### Selected passage ###

An Interview with Neville Brody, Art Director of The Face

E.M. Farrelly interviews Brody about the sources of his own highly influential brand of new wave graphics

Originally published in AR August 1986, this piece was republished online in March 2011

New Spirit, New Wave, New Romanticism-call it what you will, there is a new style in graphics. Neville Brody, art director of The Face, is one of its original exponents and one of the most eminently imitable figures in graphic design today.

Not that style is a word he would willingly apply, regarding it as ‘a superficial thing, just something you use to express ideas. The really important thing is not the style itself, but that you keep moving, keep questioning your own assumptions, breaking your own rules.’ For there are, he says - in typography as in other things - no real rules; what we habitually regard as rules are really just assumptions too often unexamined. And as one who, like the punk movement itself, has gone a long way on breaking with convention, he should know.

Nor is it strictly speaking new, numbering amongst its sources many of the early modern movements such as Dadaism, Constructivism, Futurism, Expressionism and Neo-Primitivism as well as the American ’50s, the Situationists, and punk itself.

Brody studied initially at Hornsey College of Art (now Middlesex Poly), renowned for its part in the political and artistic ferment of the late ’60s, but by the mid-’70s a much quieter place. After a year’s foundation course at Hornsey he went to the London College of Printing, choosing design over fine art because he ‘disagreed with the gallery world,’ feeling that it was no more than a ‘financial larking-place’ with little real efficacy outside itself. He wanted to reach people and felt, moreover, ‘morally against the manipulativeness of advertising, so I went into design partly to understand how the form worked, and to use it against itself. I wanted to manipulate people too, but into querying, into questioning what they were being told…’

Brody felt the atmosphere at the college to be repressive and stultifying. In his first couple of years there he started to feel the influence of punk - itself then emerging from a sort of fusion between the art colleges and the street (the Clash, Adam Ant and others grew out of Hornsey, and the Sex Pistols were all ‘more or less’ at art colleges too). The movement was by no means entirely anti-commercial (‘McLaren’ says Brody ‘was always, ALWAYS aware of the possibility of commercial exploitation of any idea. I think this is one of the things people found so shocking about the punk movement; it blatantly embraced commercialism, and played the marketing games very openly’) but it was, nevertheless, anti-establishment and, more importantly, anti-TASTE.

### Stored data ###

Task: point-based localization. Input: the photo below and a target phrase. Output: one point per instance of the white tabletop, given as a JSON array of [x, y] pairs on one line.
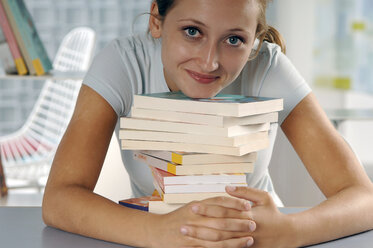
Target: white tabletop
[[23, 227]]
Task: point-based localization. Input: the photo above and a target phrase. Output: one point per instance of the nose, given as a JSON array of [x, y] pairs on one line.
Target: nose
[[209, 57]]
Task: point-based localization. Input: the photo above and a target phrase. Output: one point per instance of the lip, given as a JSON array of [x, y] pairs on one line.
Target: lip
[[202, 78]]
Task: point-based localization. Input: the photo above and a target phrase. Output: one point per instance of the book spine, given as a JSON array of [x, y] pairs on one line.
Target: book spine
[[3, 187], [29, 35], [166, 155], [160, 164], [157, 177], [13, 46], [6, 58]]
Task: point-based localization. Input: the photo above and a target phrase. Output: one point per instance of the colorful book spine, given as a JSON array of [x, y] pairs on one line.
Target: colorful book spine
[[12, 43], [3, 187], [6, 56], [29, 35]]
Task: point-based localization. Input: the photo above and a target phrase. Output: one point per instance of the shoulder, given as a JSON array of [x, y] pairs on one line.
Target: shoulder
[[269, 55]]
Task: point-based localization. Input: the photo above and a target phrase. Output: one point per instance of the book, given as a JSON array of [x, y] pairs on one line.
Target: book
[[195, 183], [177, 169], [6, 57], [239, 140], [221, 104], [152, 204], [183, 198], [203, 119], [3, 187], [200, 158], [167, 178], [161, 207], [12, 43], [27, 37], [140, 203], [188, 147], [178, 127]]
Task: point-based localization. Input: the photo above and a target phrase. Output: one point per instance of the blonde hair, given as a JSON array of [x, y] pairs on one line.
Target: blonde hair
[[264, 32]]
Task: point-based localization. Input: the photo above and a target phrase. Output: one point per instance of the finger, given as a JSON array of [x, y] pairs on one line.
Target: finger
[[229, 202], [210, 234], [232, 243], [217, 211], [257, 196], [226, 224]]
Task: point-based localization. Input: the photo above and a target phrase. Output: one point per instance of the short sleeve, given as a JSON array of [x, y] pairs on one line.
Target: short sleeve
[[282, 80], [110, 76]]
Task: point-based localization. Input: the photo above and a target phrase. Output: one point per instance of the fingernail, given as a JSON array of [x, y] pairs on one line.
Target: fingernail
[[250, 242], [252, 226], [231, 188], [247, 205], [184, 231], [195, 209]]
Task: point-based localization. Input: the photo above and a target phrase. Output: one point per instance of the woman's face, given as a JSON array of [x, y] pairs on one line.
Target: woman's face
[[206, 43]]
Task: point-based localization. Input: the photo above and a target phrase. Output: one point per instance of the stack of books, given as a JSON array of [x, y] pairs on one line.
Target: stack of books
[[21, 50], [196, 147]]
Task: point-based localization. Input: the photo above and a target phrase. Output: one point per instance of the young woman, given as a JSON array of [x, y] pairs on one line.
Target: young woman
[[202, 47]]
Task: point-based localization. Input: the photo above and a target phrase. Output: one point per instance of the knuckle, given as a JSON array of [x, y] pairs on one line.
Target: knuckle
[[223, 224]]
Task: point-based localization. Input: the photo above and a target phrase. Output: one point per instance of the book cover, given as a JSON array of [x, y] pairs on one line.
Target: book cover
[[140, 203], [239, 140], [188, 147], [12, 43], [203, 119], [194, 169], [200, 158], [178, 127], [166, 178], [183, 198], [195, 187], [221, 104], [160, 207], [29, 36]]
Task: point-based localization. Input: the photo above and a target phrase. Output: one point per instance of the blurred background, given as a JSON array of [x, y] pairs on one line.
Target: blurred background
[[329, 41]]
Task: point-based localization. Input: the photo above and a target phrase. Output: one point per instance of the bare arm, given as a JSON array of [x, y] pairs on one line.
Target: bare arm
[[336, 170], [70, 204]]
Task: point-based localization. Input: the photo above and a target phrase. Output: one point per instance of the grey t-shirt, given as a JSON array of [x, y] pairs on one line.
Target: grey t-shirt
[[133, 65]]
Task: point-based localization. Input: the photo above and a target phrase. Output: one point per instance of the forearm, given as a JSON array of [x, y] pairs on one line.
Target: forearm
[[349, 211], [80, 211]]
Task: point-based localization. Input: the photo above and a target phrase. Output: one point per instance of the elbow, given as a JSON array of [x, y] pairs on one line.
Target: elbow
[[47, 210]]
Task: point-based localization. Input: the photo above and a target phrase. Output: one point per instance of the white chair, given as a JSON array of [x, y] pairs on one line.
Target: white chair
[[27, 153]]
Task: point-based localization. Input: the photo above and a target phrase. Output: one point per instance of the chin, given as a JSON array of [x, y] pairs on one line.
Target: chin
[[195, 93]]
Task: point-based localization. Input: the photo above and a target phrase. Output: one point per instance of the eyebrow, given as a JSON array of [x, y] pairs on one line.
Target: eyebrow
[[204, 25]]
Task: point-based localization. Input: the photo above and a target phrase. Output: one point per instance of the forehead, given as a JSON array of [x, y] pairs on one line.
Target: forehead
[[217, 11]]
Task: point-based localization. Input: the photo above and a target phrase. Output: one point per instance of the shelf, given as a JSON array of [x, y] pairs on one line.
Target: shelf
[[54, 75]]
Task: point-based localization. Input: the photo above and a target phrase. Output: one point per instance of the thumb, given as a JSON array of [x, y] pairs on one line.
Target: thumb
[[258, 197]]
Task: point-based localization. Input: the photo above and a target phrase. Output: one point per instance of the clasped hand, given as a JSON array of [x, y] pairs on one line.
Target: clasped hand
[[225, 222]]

###

◆ **Objectives**
#1 Rewrite the Neville Brody interview starting with "Originally published in" and going on through "graphic design today.", putting "practitioners" wherever "exponents" appears.
#2 According to the Neville Brody interview, which school did Brody attend after his foundation year at Hornsey?
#3 Go on with the Neville Brody interview from its last sentence.
The entries are separate material from the Neville Brody interview.

◆ **Responses for each task**
#1
Originally published in AR August 1986, this piece was republished online in March 2011

New Spirit, New Wave, New Romanticism-call it what you will, there is a new style in graphics. Neville Brody, art director of The Face, is one of its original practitioners and one of the most eminently imitable figures in graphic design today.

#2 The London College of Printing.

#3
It broke the rules. If you have no taste, you can do anything and to Brody it seemed to show that anything was possible: ‘That was the great liberation, that you didn’t have to accept things the way they were just because they were written down.’

To his tutors, however, he must have seemed perverse. If there was anything they liked about his work, he would change it. In his second year he was nearly expelled for putting the Queen’s head sideways on a stamp. Now, of course, they’re all teaching it - the style, not the ability to question - but then they wanted to throw him out; ‘no commercial potential’ was what they said. Naturally he was inspired to prove them wrong, to show that it could be done, and to help those others with the same ideals not to lose faith.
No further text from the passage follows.